Natural language region descriptions
== Segment start ==
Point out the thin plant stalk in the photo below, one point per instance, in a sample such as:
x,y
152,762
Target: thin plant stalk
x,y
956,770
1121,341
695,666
== Segment end ==
_EXERCISE:_ All of the records above should be copied exactly.

_EXPECTED ANSWER:_
Point out the thin plant stalk in the photo below, one point per instance, in a sample such as:
x,y
152,762
Target: thin plant stalk
x,y
956,770
1121,341
695,666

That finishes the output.